**** ENTRIES SHOWN

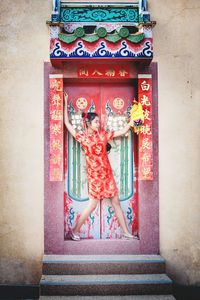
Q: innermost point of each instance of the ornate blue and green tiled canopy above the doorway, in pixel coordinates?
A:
(96, 30)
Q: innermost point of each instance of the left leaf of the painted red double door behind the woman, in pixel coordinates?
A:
(76, 188)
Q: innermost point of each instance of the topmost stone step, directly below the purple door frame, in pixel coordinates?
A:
(102, 264)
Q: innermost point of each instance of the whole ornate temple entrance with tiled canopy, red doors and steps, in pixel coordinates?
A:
(101, 56)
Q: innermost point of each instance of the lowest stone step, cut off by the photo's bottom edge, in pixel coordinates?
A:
(152, 297)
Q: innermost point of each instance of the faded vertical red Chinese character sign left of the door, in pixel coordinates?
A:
(56, 127)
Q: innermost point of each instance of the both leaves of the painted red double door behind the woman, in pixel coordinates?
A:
(112, 102)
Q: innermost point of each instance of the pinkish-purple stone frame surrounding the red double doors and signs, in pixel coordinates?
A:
(148, 193)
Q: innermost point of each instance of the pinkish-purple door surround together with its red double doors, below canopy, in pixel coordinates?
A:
(66, 198)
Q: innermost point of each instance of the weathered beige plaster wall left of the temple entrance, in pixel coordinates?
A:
(24, 46)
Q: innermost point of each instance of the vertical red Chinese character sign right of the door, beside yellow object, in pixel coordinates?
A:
(145, 136)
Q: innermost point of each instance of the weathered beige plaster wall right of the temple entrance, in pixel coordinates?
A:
(176, 45)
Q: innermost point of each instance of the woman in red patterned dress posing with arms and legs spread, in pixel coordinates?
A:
(101, 183)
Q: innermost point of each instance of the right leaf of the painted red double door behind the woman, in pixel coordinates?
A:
(116, 100)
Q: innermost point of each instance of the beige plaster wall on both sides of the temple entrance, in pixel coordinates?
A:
(24, 44)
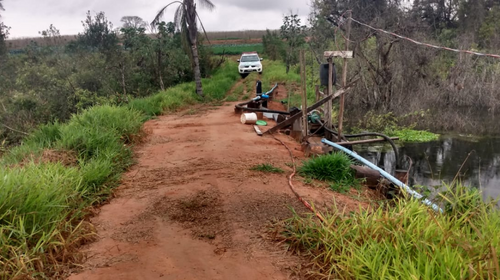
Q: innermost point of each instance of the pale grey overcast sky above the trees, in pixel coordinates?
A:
(27, 17)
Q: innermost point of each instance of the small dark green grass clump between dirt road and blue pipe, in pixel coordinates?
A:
(332, 168)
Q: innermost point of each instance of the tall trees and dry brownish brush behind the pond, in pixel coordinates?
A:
(458, 92)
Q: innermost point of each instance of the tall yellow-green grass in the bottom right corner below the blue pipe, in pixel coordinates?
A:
(404, 241)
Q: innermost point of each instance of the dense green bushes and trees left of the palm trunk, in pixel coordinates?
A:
(51, 82)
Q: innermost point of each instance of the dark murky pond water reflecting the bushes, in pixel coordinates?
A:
(440, 161)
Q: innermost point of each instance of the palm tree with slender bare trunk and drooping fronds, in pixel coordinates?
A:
(185, 19)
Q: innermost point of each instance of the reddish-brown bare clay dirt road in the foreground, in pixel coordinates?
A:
(191, 208)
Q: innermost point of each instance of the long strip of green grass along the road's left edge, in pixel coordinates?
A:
(42, 204)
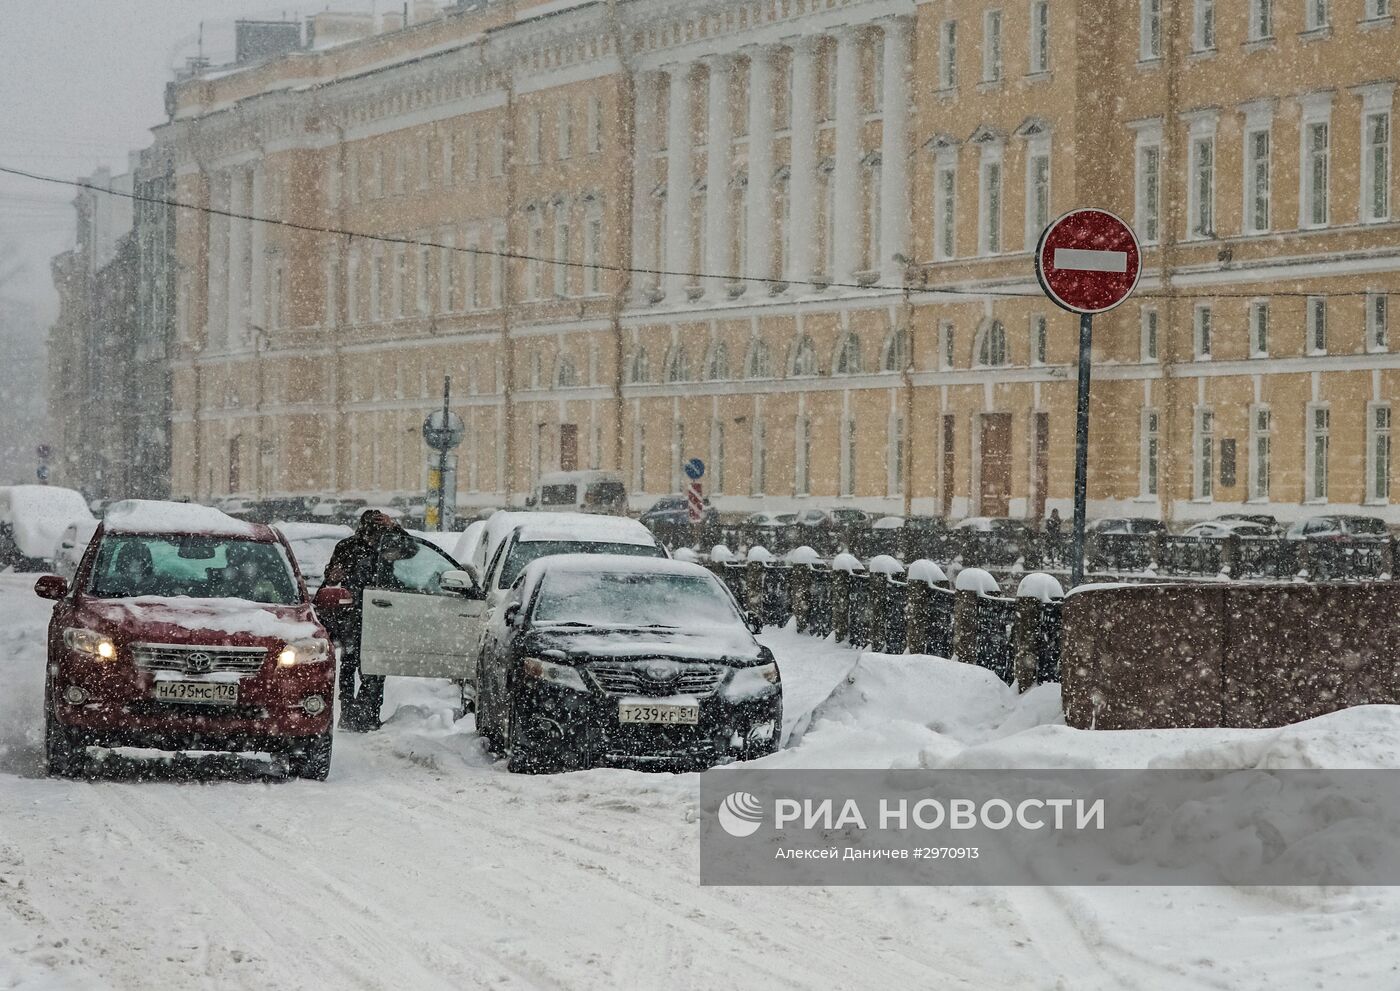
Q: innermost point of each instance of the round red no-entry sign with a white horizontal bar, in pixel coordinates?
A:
(1088, 261)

********

▶ _TASK ITEM_: Transcribe exactly and only the lines from the top of the records through the line containing "Q: innermost point of each instance of the lowest", inclusive, and do not copy the pictures.

▶ _TASK ANSWER_:
Q: innermost point of each instance of the ornate blue and green tiled canopy above the doorway, in pixel coordinates?
A:
(96, 30)
Q: innermost point of each instance of the left leaf of the painted red double door behind the woman, in pixel coordinates?
A:
(76, 188)
Q: innermost point of each instance of the topmost stone step, directly below the purple door frame, in pixel coordinates?
A:
(102, 264)
Q: innermost point of each instance of the whole ornate temple entrance with tiled canopy, red doors and steps, in pixel coordinates?
A:
(101, 56)
Q: innermost point of each instance of the lowest stone step, cut off by the photo's bottom edge, in pixel coordinates?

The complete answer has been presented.